Estratto della fonte
# # #

Limitando il confronto al sistema migratorio europeo, nel 2022 l’Italia presenta 120.000 cittadini emigrati; a questi bisogna poi aggiungere circa 40.000 stranieri residenti in Italia, che si sono trasferiti in altri Paesi. Il flusso in uscita italiano è il quarto, ma inferiore ai cittadini del Regno Unito (125.000) della Germania (207.000) e anche della Francia (287.000); superiore alla Spagna (87.000). La gran parte si sposta da un paese all’altro perché appartenenti a gruppi internazionali e multinazionali, ma anche per le migliori condizioni del mercato del lavoro o inferiore costo della vita.

In linea generale la globalizzazione ha favorito la crescita dei flussi d’emigrazione dai paesi sviluppati, nell’ambito europeo tale processo è stato agevolato dalla libera circolazione delle persone e da una normativa che vede la mobilità all’interno dell’Unione dei cittadini europei un fattore positivo dal punto di vista economico e sociale.

Si pensi che dal 1987 oltre 500.000 studenti e studentesse italiani hanno avuto la possibilità di partecipare ai corsi Erasmus e poi al termine molti hanno preferito rimanere nei Paesi ospitanti o ritornarci dopo gli studi. Uno dei motivi che spinge i giovani italiani a scegliere altri Paesi europei è legato sicuramente a condizioni economiche migliori, ma per una più rapida crescita professionale, maggiore considerazione del merito rispetto all’anzianità di servizio, soprattutto da parte di ricercatori e scienziati delle istituzioni statali.

# # #

Dati registrati

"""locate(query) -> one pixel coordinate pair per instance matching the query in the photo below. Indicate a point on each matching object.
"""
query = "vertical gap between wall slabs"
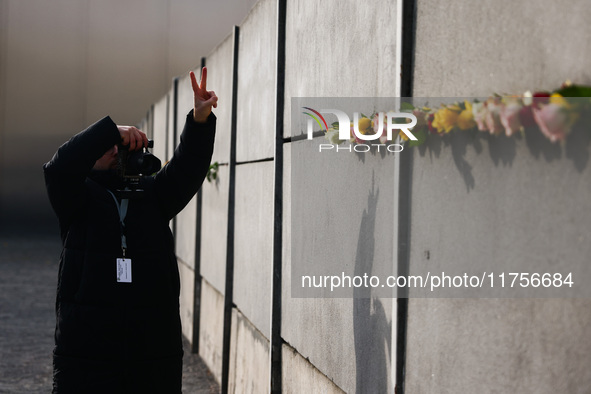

# # #

Compito scritto
Riprendi il testo sull'emigrazione italiana verso gli altri Paesi europei e proseguilo a partire dall'ultima frase riportata.

Risposta all'esercizio
E’ che il nostro Paese, attrattivo per il suo patrimonio storico e culturale, è poco ambito dagli altri Europei proprio per le motivazioni che spingono i nostri a trovare soluzioni in altri paesi, aggravati inoltre dalla complessità dell’apparato burocratico, soltanto per ottenere i permessi di lavoro.

Inoltre sono ancora pochi i corsi universitari in lingua inglese nei nostri Atenei, tanto che il numero di studenti stranieri è poco più di 100.000 su 1.830.000 di iscritti. L’Italia ha un tessuto industriale fatto per il 95% di PMI che hanno spesso difficoltà ad offrire opportunità di crescita professionale e economica non solo ai propri cittadini, ma anche agli stranieri.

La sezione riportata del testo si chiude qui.